▸ Image point annotation entries:
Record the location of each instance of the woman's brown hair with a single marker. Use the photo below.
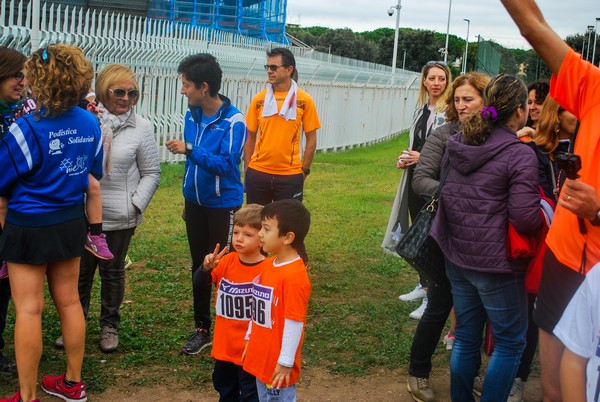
(546, 133)
(477, 80)
(59, 77)
(504, 94)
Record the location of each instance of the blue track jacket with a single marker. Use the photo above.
(212, 171)
(45, 164)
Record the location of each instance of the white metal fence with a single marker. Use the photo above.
(356, 101)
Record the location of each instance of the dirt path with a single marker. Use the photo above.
(316, 385)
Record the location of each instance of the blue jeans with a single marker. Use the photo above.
(502, 299)
(283, 394)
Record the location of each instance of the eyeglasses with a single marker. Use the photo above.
(434, 62)
(19, 77)
(273, 67)
(120, 93)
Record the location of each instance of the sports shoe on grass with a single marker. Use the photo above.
(128, 261)
(516, 391)
(16, 398)
(4, 270)
(449, 340)
(56, 386)
(197, 341)
(109, 339)
(419, 389)
(97, 246)
(418, 313)
(417, 293)
(7, 367)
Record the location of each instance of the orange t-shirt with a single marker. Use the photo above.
(280, 292)
(278, 141)
(577, 89)
(233, 305)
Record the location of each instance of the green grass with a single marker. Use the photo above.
(355, 326)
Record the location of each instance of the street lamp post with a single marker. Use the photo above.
(447, 33)
(595, 37)
(466, 45)
(395, 54)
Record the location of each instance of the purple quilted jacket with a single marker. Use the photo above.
(487, 186)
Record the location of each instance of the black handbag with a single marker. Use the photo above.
(418, 249)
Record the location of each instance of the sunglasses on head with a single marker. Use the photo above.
(434, 62)
(120, 93)
(273, 67)
(19, 77)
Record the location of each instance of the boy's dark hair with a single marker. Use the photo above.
(249, 216)
(202, 67)
(291, 216)
(287, 57)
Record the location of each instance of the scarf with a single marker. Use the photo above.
(109, 125)
(288, 109)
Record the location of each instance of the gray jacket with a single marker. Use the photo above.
(132, 179)
(428, 171)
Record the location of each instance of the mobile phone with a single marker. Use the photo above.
(570, 163)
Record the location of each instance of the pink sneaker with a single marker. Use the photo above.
(56, 386)
(97, 246)
(16, 398)
(4, 270)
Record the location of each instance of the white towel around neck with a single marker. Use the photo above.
(288, 109)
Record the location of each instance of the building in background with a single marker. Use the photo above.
(263, 19)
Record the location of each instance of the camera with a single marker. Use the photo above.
(570, 163)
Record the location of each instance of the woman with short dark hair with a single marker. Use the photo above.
(214, 137)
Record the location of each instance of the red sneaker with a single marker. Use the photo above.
(16, 398)
(56, 386)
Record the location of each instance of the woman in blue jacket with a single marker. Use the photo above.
(492, 181)
(215, 134)
(45, 159)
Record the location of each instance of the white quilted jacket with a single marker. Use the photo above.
(134, 175)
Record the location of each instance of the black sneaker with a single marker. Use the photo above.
(7, 367)
(197, 341)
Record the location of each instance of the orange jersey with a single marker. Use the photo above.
(577, 89)
(233, 305)
(281, 292)
(278, 141)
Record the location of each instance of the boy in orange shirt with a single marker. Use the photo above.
(233, 274)
(281, 296)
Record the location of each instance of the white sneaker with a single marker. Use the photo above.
(418, 313)
(417, 293)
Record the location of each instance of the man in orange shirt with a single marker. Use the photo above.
(574, 236)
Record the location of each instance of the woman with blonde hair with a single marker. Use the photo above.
(131, 177)
(465, 97)
(45, 159)
(429, 114)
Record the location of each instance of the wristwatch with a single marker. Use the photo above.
(188, 148)
(596, 220)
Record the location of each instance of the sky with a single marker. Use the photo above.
(488, 17)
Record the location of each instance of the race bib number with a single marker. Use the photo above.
(261, 308)
(234, 300)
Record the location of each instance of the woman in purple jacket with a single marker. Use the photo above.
(492, 180)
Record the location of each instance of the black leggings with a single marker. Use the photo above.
(205, 228)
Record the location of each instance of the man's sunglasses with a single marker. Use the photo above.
(273, 67)
(120, 93)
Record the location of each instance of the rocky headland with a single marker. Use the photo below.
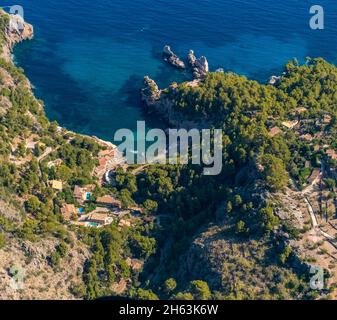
(172, 58)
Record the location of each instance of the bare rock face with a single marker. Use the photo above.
(172, 58)
(274, 80)
(199, 66)
(151, 93)
(17, 31)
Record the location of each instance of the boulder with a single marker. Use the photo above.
(172, 58)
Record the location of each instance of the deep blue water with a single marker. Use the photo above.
(88, 58)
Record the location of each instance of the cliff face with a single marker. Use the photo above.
(30, 257)
(16, 32)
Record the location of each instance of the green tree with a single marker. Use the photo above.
(200, 290)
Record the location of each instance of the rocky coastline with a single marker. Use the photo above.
(18, 32)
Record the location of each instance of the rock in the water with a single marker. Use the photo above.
(150, 93)
(199, 66)
(191, 58)
(274, 80)
(172, 58)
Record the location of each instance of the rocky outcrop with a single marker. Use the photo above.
(274, 80)
(17, 31)
(161, 102)
(199, 66)
(172, 58)
(150, 93)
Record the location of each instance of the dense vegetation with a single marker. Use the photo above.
(186, 203)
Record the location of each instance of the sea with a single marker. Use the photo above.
(88, 58)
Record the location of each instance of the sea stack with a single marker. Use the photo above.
(199, 66)
(274, 80)
(150, 94)
(172, 58)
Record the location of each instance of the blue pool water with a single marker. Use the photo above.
(88, 58)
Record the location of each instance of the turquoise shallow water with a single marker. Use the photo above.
(88, 58)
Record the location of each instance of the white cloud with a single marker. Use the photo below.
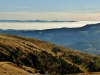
(50, 16)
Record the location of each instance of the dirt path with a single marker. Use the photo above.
(8, 68)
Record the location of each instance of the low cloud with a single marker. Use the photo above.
(50, 16)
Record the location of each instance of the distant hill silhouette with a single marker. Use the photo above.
(66, 36)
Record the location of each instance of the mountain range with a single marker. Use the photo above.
(86, 38)
(34, 21)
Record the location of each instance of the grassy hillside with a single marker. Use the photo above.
(35, 55)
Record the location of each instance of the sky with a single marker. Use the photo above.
(79, 10)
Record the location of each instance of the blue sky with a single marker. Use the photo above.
(50, 9)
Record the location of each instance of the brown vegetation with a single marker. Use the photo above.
(35, 55)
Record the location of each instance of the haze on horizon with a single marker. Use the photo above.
(78, 10)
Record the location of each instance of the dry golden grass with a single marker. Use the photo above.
(8, 68)
(24, 46)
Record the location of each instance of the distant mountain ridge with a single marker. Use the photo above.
(35, 21)
(89, 34)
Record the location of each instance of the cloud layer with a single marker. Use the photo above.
(50, 16)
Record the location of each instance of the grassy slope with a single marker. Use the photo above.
(42, 56)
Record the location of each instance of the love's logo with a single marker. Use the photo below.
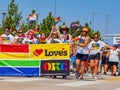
(37, 52)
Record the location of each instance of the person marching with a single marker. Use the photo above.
(95, 48)
(113, 56)
(6, 38)
(19, 38)
(82, 52)
(105, 61)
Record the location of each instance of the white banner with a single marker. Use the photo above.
(116, 40)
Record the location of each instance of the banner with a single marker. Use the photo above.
(19, 68)
(25, 60)
(116, 40)
(14, 51)
(49, 51)
(55, 67)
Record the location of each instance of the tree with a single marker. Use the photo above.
(13, 17)
(32, 20)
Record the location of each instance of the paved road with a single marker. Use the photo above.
(104, 82)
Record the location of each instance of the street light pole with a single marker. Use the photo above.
(106, 31)
(54, 8)
(3, 19)
(93, 19)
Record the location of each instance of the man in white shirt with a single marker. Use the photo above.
(6, 38)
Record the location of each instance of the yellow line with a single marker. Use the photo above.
(112, 79)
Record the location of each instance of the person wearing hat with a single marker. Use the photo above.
(95, 55)
(64, 34)
(29, 38)
(113, 56)
(82, 52)
(19, 38)
(6, 38)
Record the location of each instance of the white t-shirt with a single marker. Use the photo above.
(54, 40)
(113, 57)
(82, 50)
(95, 47)
(7, 39)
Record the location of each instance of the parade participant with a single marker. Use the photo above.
(6, 38)
(105, 61)
(43, 38)
(54, 37)
(82, 52)
(19, 38)
(73, 49)
(29, 38)
(113, 56)
(64, 33)
(95, 48)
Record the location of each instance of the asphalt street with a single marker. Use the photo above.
(104, 82)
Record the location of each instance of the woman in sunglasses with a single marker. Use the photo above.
(19, 38)
(6, 38)
(95, 54)
(82, 53)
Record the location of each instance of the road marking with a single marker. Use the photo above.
(22, 79)
(113, 79)
(117, 89)
(80, 83)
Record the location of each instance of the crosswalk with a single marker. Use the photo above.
(79, 83)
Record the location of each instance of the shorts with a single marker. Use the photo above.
(113, 63)
(95, 57)
(105, 61)
(82, 57)
(73, 60)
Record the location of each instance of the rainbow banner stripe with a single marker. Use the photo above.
(25, 60)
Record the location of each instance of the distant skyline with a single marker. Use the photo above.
(72, 10)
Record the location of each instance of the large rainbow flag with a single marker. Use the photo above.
(25, 60)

▸ Work to be completed:
Please put the listing, from the line holding "Record the location of each instance of the road" through its end (both included), into a two-column CSV with the headers instruction and points. Give one row for each sentence starting "Record the location", and put each value in its own quoted field with line breaks turned into spaces.

▸ Answer for the task:
instruction,points
"Record the location of each instance of the road marking with a single marker. Use the photo above.","(22, 79) (113, 79) (117, 89) (80, 83)"
"Record the location of each instance of the crosswalk with a single marker. Use the photo above.","(79, 83)"
"Record the location of each instance of the shorts with a single marker. Use the photo above.","(113, 63) (95, 57) (105, 61) (82, 57) (73, 60)"
"Record the location of each instance of the rainbow banner stripe with a single marker. Use the photo above.","(25, 60)"
"Record the location of each instance of the distant skyline with a single marker. Use the photo above.","(72, 10)"
"Record the location of each instance of the large rainbow flag with a single marker. Use the photo above.","(25, 60)"